/---

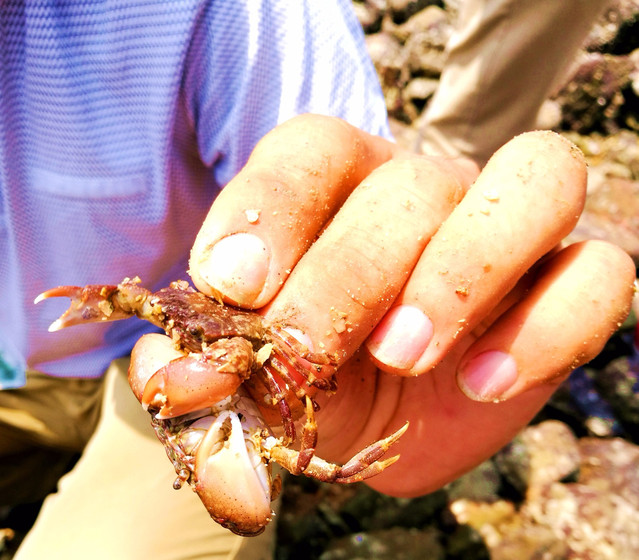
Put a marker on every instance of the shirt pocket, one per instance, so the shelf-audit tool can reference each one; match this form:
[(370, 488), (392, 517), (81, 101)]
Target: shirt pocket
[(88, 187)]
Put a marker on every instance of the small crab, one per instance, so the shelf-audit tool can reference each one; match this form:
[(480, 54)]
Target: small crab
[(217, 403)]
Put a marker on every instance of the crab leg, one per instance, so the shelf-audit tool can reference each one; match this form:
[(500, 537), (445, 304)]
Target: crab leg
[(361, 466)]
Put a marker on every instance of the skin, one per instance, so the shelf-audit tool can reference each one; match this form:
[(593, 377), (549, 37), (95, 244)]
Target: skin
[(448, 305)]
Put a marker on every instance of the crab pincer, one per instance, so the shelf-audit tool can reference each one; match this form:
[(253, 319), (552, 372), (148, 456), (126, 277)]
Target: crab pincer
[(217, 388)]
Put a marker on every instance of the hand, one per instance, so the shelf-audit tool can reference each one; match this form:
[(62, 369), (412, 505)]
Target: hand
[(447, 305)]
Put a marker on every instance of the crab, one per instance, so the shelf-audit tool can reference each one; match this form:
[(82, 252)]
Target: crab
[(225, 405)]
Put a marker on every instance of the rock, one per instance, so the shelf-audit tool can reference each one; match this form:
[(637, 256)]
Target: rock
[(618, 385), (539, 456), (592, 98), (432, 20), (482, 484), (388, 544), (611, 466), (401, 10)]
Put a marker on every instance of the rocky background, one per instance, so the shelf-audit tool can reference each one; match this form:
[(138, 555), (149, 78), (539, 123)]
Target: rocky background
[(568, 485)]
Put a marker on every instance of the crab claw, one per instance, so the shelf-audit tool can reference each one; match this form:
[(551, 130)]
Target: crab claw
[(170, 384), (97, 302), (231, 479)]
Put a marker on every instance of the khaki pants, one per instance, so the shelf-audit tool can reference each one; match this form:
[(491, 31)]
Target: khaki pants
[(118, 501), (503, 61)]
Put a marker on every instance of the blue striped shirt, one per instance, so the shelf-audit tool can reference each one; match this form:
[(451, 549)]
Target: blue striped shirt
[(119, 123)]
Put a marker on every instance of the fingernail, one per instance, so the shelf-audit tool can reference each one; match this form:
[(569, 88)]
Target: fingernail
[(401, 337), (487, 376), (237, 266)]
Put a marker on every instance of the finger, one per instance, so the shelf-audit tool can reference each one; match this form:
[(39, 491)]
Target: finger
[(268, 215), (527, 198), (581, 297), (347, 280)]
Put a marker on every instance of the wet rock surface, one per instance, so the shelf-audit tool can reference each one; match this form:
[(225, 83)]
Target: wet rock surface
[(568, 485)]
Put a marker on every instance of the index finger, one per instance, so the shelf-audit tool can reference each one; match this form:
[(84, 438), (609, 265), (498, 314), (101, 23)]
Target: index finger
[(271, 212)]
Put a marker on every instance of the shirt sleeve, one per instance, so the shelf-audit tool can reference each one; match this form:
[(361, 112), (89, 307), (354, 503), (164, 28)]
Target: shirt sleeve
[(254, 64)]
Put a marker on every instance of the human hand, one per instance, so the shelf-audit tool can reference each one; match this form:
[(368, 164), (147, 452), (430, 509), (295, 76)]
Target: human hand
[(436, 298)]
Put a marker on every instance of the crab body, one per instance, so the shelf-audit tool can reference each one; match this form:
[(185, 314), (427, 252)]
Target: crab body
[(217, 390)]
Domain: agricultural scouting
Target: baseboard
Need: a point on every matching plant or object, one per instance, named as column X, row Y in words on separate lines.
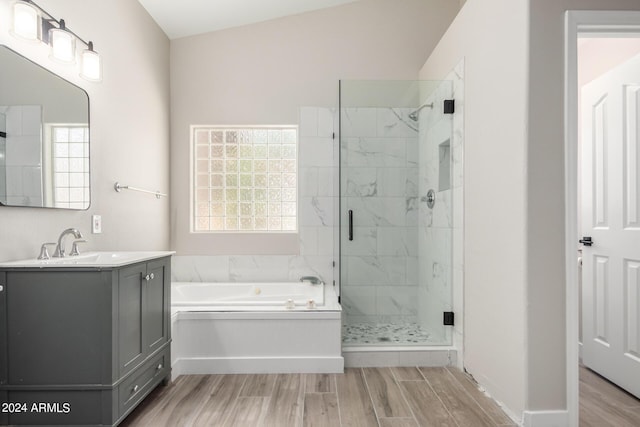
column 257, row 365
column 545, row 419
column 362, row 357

\---

Reproduce verbatim the stretch of entries from the line containing "Put a marker on every instance of the blue" through the line containing "[(401, 337), (487, 376), (237, 266)]", including both of those lines.

Full output:
Put a marker on every instance of the blue striped shirt, one per instance, so the shelf-audit tool can reference each one; match this form:
[(451, 549)]
Target: blue striped shirt
[(119, 123)]
Put a marker on every instance of the fingernail, one per instance, so the shelf-audit tool can reference each one; match this form:
[(569, 88)]
Target: fingernail
[(401, 337), (487, 376), (237, 266)]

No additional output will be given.